:: WORK ITEM ::
Only the number is wanted: count the lines in the data with "white" in them.

:: INPUT DATA ::
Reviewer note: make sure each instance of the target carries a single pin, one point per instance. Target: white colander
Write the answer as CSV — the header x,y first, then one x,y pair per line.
--
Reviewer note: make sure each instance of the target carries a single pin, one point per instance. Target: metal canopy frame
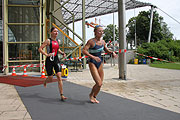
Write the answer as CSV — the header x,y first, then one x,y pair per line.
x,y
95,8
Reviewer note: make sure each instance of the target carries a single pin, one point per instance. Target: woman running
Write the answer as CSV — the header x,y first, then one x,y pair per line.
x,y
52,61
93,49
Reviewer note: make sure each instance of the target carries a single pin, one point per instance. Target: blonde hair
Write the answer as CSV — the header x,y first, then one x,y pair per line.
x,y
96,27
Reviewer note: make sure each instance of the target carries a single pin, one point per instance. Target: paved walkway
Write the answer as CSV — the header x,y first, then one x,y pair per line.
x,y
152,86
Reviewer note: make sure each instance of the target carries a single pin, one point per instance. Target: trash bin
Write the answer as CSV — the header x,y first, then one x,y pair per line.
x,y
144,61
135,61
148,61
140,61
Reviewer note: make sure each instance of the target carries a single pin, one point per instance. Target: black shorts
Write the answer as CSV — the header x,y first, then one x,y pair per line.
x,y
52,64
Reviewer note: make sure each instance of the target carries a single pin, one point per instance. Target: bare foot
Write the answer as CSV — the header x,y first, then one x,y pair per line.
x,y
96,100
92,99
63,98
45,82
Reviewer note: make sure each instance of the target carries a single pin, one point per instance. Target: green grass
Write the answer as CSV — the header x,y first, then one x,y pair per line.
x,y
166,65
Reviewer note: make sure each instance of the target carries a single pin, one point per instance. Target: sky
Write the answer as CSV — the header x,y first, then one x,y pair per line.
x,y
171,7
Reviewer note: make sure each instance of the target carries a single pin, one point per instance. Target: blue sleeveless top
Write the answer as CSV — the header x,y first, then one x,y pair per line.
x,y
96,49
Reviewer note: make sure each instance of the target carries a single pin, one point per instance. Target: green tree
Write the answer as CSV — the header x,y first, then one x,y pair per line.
--
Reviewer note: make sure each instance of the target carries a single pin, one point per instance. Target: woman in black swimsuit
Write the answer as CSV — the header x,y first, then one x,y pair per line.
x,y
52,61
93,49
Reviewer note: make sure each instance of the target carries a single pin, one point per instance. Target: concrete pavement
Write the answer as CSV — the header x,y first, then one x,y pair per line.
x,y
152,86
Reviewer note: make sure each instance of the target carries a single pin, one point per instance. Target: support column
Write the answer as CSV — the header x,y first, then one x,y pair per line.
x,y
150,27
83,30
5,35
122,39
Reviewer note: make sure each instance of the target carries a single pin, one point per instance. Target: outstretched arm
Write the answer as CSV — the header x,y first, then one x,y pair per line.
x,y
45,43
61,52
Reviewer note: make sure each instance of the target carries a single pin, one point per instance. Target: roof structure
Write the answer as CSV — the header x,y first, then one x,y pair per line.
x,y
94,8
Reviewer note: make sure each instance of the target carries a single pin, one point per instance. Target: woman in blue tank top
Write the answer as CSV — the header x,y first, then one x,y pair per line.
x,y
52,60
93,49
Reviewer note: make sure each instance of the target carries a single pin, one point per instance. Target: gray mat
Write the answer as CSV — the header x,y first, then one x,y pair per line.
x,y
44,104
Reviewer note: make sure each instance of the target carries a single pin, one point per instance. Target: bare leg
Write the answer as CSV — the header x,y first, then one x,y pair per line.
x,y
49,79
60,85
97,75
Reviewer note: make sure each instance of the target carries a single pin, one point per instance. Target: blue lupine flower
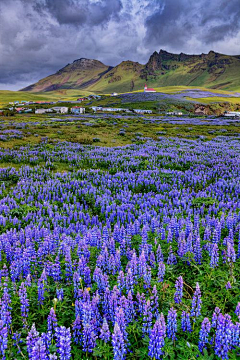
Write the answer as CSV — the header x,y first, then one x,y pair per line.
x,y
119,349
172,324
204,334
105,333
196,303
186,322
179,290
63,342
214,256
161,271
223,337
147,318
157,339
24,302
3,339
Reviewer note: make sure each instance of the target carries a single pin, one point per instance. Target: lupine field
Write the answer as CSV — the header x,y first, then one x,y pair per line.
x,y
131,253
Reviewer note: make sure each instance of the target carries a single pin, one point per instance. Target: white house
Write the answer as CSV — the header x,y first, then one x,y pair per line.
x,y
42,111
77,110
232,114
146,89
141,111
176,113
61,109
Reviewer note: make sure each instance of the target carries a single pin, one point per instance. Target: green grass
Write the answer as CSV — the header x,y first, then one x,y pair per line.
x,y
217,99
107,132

:: RESULT FOR THIS EXERCISE ::
2